Читаем Иосиф Бродский полностью

Критика марксистской политэкономии в «Речи о пролитом молоке» сжата до категорических формул: «Труд не является товаром рынка, так говорить – обижать рабочих» и «Труд – это цель бытия и форма». Исток этих идей в гегелевской «Феноменологии духа», где говорится, что сущность труда состоит в том, чтобы создать вещь, а не в том, чтобы ее потребить. В русской философии те же идеи развивает о. Сергей Булгаков в «Философии хозяйства». Шутка «о пополаме» напоминает пародию на социализм у другого Булгакова: «Взять все да и поделить...» Но Бродский, скорее, имел в виду знаменитую статью С. Л. Франка в сборнике «Вехи». Франк писал: «Моральный пафос социализма сосредоточен на идее распределительной справедливости и исчерпывается ею; и эта мораль тоже имеет свои корни в механико-рационалистической теории счастья, в убеждении, что условий счастья не нужно вообще созидать, а можно просто взять или отобрать их у тех, кто незаконно завладел ими в свою пользу» [334].

Хотя инвективы Бродского против Марксовой теории прибавочной стоимости вперемешку с ироническими упоминаниями восточных религий и презрительными ремарками по поводу наркоманов могут показаться беспорядочными, «в этом безумии есть своя система». В самом деле, если считать труд не пожизненной задачей человека, а товаром, в обмен на который можно получить праздность и наслаждение, тогда идеальной сделкой, к которой должно стремиться человечество, будет полное безделье в обмен на непрерывное наслаждение. Этот духовный тупик и видится Бродскому в наркотическом кайфе, буддистской нирване, магометанском раю и любых утопических мечтах об обществе всеобщего счастья.

Тут важно не упускать из виду, что стихотворение написано в ироническом ключе и в качестве оболочки своих метафор Бродский берет не религии как таковые, а скорее те общественные формации, в которых распространены эти религии, то есть по большей части деспотии, общества, где резко ограничены права личности. Азия, ислам, татарщина у Бродского выступают как метафоры коллективизма не только в обществе, но и в индивидуальном сознании. Этому посвящена его большая вещь в прозе «Путешествие в Стамбул» (1985) – протест против отрицания «я» в пользу «мы», превращения людей в пыль.

» **Записи с указанием точек на размеченных объектах**:
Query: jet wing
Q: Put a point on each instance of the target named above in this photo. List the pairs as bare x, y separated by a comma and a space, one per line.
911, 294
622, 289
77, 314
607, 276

» **Задачи и задания**:
**a)** Перечислите, пожалуйста, названия всех произведений, статей и сборников, упомянутых в тексте о Бродском.
**b)** Продублируйте все записи строка в строку, без единого изменения.

» **Решения задач**:
**a)** «Речь о пролитом молоке», «Феноменология духа», «Философия хозяйства», «Вехи», «Путешествие в Стамбул».

**b)**
Query: jet wing
Q: Put a point on each instance of the target named above in this photo. List the pairs as bare x, y separated by a comma and a space, one per line.
911, 294
622, 289
77, 314
607, 276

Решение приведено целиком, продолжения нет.